● DOCUMENT EXCERPT:
※ ※ ※

Ivory Soap consisted of 24 ships and some 5,000 men drawn from the Army, Navy, and Merchant Marine. The ships were six Libertys and eighteen 180-foot freight/salvage (F/S) auxiliary vessels that were converted into floating machine shops and repair and maintenance depots. Their main "clients" would be B- 29s and P-51s but they could handle any other aircraft as necessary.

The Libertys were designated Aircraft Repair Units, Floating (ARUs), each with a total complement of 344 men. The Aircraft Maintenance Units (AMUs) were 187 foot long ships built by Higgins in New Orleans and had a complement of 48 men. The ARUs (Libertys) had shop space big enough to accommodate components of the enormous B-29s. The more numerous and smaller AMUs could handle the fighters. Because of their shorter cruising range fighters advanced bases had to be more numerous, and closer to the targets; so did their floating repair depots.

The ships were operated by the Army Transport Service (ATS), all of whose officers and men were merchant mariners. They were well-armed against air attack: each Liberty had a 3-inch 50 at the bow and a 5-inch 38 aft, plus twelve 20mms and two 40mms. Proportionately less firepower went aboard the auxiliaries. The guns were manned by Naval Armed Guard crews.

Acquiring the ships and getting them to the deepwater terminal at Point Clear, close to the Marine Air Technical Services Command at Brookley Field, outside Mobile, Alabama, began in the spring of 1944. Once in place, they had to be modified. For the Libertys this meant fitting them with machine tools, cranes, and all the elements of complete machine shops. Similarly, equipment for sheet metal work, fabric repair facilities. They carried a large inventory of steel, lumber, aluminum, and other materials to manufacture needed parts.

Facilities had to be built into the ships to accommodate two big R-4B Sikorsky helicopters on board. These were to locate downed planes, rescue their flight crews and passengers, ferry shipwrights and mechanics wherever they might be needed on the islands of the Pacific campaign, and to haul parts.

Each ship was also equipped with two motor launches and two DUKWs or "ducks," amphibious trucks for carrying parts too heavy for the helicopters. Divers were part of each crew, so room for their support equipment was also necessary.

Similar work on the 18 smaller maintenance vessels, which would be principally concerned with smaller fighter planes, went on simultaneously. When the ships were ready, so were their crews and repair teams. Selecting the men and training them for the unfamiliar parts of their new assignments took time. The mechanics and machinists had to learn rudiments of seamanship and swimming, including how to abandon ship if need be. The Assistant Commandant was C. E. Hooten, a Mariner, and other Merchant Marine Officers were part of the Army teaching staff at Point Clear

All Army technicians required marine survival skills before they could board the 24 depot repair ships at Mobile, Alabama in 1944

The Liberty ships selected for Ivory Soap were:

Original name Name as Aircraft Repair ship
Rebecca Lukens Maj. Gen. Herbert A. Dargue
Nathaniel Scudder Brig. Gen. Alfred J. Lyon 
Richard O'Brien Brig. Gen. Asa N. Duncan
Robert W. Bingham Brig. Gen. Clinton W. Russell
Daniel E. Garrett Maj. Gen Robert Olds
Thomas LeValley Maj. Gen. Walter R. Weaver

Inevitably, the six hybridized Libertys were known as "The Generals." The 18 auxiliaries, each named in honor of an Army Colonel, naturally, were "The Colonels."

※ ※ ※

[Entries taken from a collection]
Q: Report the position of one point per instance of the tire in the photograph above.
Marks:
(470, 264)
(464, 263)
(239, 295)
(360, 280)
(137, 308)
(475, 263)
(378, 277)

※ ※ ※

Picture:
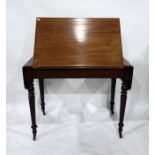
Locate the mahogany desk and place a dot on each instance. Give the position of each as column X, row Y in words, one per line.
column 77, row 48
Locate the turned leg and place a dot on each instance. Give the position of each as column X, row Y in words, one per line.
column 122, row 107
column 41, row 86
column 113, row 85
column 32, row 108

※ ※ ※

● DIRECTIONS:
1) Answer these questions using the Ivory Soap text:
(a) What was the total complement of men on each Liberty designated as an Aircraft Repair Unit?
(b) Which helicopters were the ships fitted to carry, and how many?
(c) What were the 18 auxiliaries called?
2) Carry the Ivory Soap text forward from its final sentence, keeping its tone and subject.
The entries from the collection are separate material and have no connection to the Ivory Soap text.

● FINAL ANSWERS:
1)
(a) 344 men.
(b) Two R-4B Sikorsky helicopters.
(c) "The Colonels."

2)
These ships returned hundreds of wrecked or seriously damaged B-29s and fighters to battle.

On October 1, 1944, SS Maj. Gen. Herbert A. Dargue sailed for New Orleans, then to Guantanamo Bay, Cuba, to join a convoy through the Panama Canal. Once in the Pacific, she sailed alone, chugging along at the Libertys 10 knots per hour toward Eniwetok in the Marshall Islands. There the Dargue was ordered to Saipan, in the Marianas, where heavy action was about to begin. In November they dropped the hook in Tanapag Harbor near Saipan.

One of the ship's helicopter pilots, First Lt. Daniel A. Nigro, recently recalled some of their experiences in an interview with Sue Baker for the Air Corps magazine Airman at Wright- Patterson Air Force Base in Ohio. (See her story online at Water Wings )

Nigro and his fellow pilot, John Halpin, flew repair personnel to airstrips on the island and returned with aircraft parts needing repair in the Dargue's shops. Frequently they would carry so many parts needing repair that they taxed the helicopter's capacity. "We did anything -- even taking off the 'copter doors--to lighten our load," he said.

While the Dargue was at Saipan her gun crew shot down two Japanese "Betty" bombers. They got another Japanese plane in May after they moved on to Iwo Jima.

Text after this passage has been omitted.